:: Supplied material ::
* * * * * * *

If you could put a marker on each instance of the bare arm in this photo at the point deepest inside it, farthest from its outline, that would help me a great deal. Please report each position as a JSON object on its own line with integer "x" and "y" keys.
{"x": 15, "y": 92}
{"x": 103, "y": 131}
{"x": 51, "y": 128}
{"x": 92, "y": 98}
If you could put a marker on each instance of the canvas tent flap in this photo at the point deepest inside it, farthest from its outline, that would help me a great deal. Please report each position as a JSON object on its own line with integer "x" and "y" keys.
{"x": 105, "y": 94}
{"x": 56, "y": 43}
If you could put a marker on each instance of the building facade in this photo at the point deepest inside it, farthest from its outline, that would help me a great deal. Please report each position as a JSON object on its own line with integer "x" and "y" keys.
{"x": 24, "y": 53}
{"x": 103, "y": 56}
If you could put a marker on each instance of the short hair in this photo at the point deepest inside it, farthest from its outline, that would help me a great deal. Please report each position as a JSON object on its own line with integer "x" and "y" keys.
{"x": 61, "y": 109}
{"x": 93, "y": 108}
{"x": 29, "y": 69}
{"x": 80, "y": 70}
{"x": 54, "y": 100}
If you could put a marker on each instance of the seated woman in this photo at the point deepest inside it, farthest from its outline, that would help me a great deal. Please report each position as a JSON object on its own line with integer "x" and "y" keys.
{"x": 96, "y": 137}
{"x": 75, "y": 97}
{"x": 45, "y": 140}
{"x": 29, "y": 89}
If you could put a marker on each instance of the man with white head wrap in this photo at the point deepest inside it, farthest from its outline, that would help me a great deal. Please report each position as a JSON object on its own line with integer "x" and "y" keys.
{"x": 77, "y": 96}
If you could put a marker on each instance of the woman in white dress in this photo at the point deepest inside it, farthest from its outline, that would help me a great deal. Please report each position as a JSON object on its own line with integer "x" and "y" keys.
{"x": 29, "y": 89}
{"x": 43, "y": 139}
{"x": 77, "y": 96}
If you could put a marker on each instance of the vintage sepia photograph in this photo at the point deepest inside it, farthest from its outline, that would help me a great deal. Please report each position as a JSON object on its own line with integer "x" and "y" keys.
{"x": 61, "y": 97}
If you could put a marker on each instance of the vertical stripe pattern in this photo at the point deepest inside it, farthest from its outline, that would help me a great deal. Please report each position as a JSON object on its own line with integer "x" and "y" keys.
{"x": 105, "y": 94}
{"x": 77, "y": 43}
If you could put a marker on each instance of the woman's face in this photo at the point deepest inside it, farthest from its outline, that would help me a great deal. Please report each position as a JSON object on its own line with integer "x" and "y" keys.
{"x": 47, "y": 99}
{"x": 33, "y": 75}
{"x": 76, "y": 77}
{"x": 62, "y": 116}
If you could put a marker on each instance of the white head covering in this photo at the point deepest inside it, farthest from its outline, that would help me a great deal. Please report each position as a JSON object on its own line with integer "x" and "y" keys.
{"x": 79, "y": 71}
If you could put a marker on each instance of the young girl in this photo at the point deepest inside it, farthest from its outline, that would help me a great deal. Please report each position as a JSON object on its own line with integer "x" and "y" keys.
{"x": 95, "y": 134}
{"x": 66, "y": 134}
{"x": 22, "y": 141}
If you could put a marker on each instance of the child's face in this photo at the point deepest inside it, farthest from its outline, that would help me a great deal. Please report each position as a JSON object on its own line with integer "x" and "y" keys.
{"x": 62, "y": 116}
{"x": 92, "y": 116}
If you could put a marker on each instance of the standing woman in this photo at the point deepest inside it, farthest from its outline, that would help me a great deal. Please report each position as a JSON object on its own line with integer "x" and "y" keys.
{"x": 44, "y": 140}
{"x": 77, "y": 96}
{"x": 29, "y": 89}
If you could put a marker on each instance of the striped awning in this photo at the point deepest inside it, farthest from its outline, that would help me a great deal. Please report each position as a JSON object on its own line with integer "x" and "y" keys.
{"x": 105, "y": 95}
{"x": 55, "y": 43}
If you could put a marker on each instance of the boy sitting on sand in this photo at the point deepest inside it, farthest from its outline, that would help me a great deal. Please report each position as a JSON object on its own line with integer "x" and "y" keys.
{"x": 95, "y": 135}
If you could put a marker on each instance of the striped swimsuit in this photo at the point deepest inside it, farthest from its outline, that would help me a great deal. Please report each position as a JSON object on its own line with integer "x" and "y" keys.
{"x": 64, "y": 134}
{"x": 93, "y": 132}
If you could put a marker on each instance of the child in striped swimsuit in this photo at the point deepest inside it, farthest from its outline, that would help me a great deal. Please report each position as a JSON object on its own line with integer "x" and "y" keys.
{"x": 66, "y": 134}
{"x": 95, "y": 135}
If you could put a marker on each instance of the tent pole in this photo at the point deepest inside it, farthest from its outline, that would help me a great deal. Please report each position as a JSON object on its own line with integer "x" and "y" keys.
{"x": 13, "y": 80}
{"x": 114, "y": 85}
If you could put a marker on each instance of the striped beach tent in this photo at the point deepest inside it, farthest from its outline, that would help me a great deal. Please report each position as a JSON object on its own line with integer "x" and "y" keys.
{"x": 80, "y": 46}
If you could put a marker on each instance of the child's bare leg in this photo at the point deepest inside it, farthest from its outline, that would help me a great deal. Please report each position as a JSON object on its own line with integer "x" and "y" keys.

* * * * * * *

:: What is needed ::
Update all of the records above so that each "that would help me a great deal" becomes "that would be very useful", with everything else left unchanged.

:: Output ::
If you could put a marker on each instance of the bare arm in this photo at the point deepest inside it, farthest from its outline, that would be very useful. Please report each position as a JSON object on its own line with integer "x" and "y" keys.
{"x": 15, "y": 92}
{"x": 103, "y": 131}
{"x": 51, "y": 128}
{"x": 92, "y": 98}
If you could put a marker on each instance of the canvas tent flap in this photo at the point deepest inside it, farthest from its outline, that would be very useful. Please report each position as a JSON object on its own line with integer "x" and "y" keys.
{"x": 105, "y": 94}
{"x": 56, "y": 43}
If you could put a marker on each instance of the building facade in this photo at the point deepest inside it, farthest from its outline, that would be very useful. Please report each position as a JSON object on its own line with integer "x" and "y" keys.
{"x": 24, "y": 53}
{"x": 103, "y": 56}
If you could put a marker on each instance of the short hair in this photo at the point deepest inside it, farthest from its outline, that would be very useful. Please report each position as a JSON object on its own line with integer "x" and "y" keys.
{"x": 61, "y": 109}
{"x": 93, "y": 108}
{"x": 29, "y": 69}
{"x": 80, "y": 70}
{"x": 54, "y": 100}
If you could put a marker on each instance of the seated woman in this photo at the point deepest inside it, farthest from its outline, that would be very useful. Please report each position as a JSON object on its own line with integer "x" and "y" keys.
{"x": 96, "y": 137}
{"x": 75, "y": 97}
{"x": 45, "y": 140}
{"x": 29, "y": 89}
If you could put a marker on each instance of the man with white head wrap in this photo at the point deepest inside it, farthest from its outline, that would be very useful. Please report each position as a JSON object on its own line with integer "x" and "y" keys.
{"x": 77, "y": 96}
If you could put a marker on each instance of the woman in white dress in this photo at the point deepest inside it, farthest from its outline, that would be very useful. Please report each position as a JSON object on its own line with integer "x" and "y" keys.
{"x": 29, "y": 89}
{"x": 43, "y": 139}
{"x": 77, "y": 96}
If you could put a marker on each instance of the vintage sepia photograph in this photo at the point deepest inside it, farthest from its outline, that would be very useful. Please report each position as a JSON object on its own line with integer "x" and "y" keys.
{"x": 61, "y": 97}
If you could put a marker on each instance of the vertical stripe pattern in this photo at the point deepest inside it, farthest from its outline, that would be very useful. Please report each position as a JSON object on its own line with integer "x" and "y" keys.
{"x": 105, "y": 94}
{"x": 77, "y": 43}
If you could put a marker on each instance of the woman's face in this photo at the point deepest inside it, farthest from its outline, that would be very useful. Please report each position as a JSON object on its own line with integer "x" and "y" keys.
{"x": 47, "y": 99}
{"x": 33, "y": 75}
{"x": 76, "y": 77}
{"x": 62, "y": 116}
If you could put a marker on each instance of the white head covering in this photo at the point deepest inside it, farthest from its outline, that would be very useful. Please report each position as a JSON object on its own line with integer "x" and "y" keys.
{"x": 79, "y": 71}
If you could put a marker on each instance of the young girl in this photo at the point deepest inside it, farthest from its outline, that would be very useful. Please report each position as a JSON object on its own line with integer "x" and "y" keys.
{"x": 95, "y": 134}
{"x": 66, "y": 134}
{"x": 22, "y": 141}
If you could put a marker on each instance of the child's face in this photo at the point deepest inside it, farthest from its outline, that would be very useful. Please report each position as a JSON object on its own line with integer "x" and "y" keys.
{"x": 62, "y": 116}
{"x": 92, "y": 116}
If you could put a marker on each instance of the standing woman in this photo at the point deepest inside it, farthest from its outline, that would be very useful. Please report each position as a JSON object on its own line with integer "x" and "y" keys.
{"x": 44, "y": 140}
{"x": 77, "y": 96}
{"x": 29, "y": 89}
If you could put a marker on each instance of the striped awning in this photo at the point deepest inside it, farthest from its outline, that would be very useful. Please report each position as a JSON object on its own line with integer "x" and "y" keys.
{"x": 105, "y": 95}
{"x": 55, "y": 43}
If you could put a marker on each instance of the boy sitting on sand in this photo at the point deepest inside it, farthest from its outline, that would be very useful. Please report each position as a JSON object on its own line with integer "x" and "y" keys.
{"x": 95, "y": 135}
If you could put a marker on each instance of the striped swimsuit in this photo at the point deepest inside it, farthest from its outline, that would be very useful. Please report each position as a JSON object on its own line with integer "x" and "y" keys.
{"x": 64, "y": 134}
{"x": 93, "y": 132}
If you could put a marker on each instance of the child in striped swimsuit in this photo at the point deepest inside it, farthest from its outline, that would be very useful. Please report each position as a JSON object on its own line with integer "x" and "y" keys.
{"x": 66, "y": 134}
{"x": 95, "y": 135}
If you could put a marker on each instance of the tent pole in this photo at the point deepest inside it, farthest from its outline, that would be very useful. Please report each position as a JSON object on its own line with integer "x" and "y" keys.
{"x": 13, "y": 80}
{"x": 114, "y": 85}
If you could put a marker on each instance of the striped beach tent in this photo at the point deepest inside it, farthest from its outline, that would be very useful. Please report each position as a JSON object on its own line with integer "x" and "y" keys.
{"x": 80, "y": 46}
If you could put a marker on each instance of the child's bare leg in this photo at the point deepest inside it, farthest from its outline, that would be very useful. Please report each position as a JSON object on its own line with integer "x" and "y" keys.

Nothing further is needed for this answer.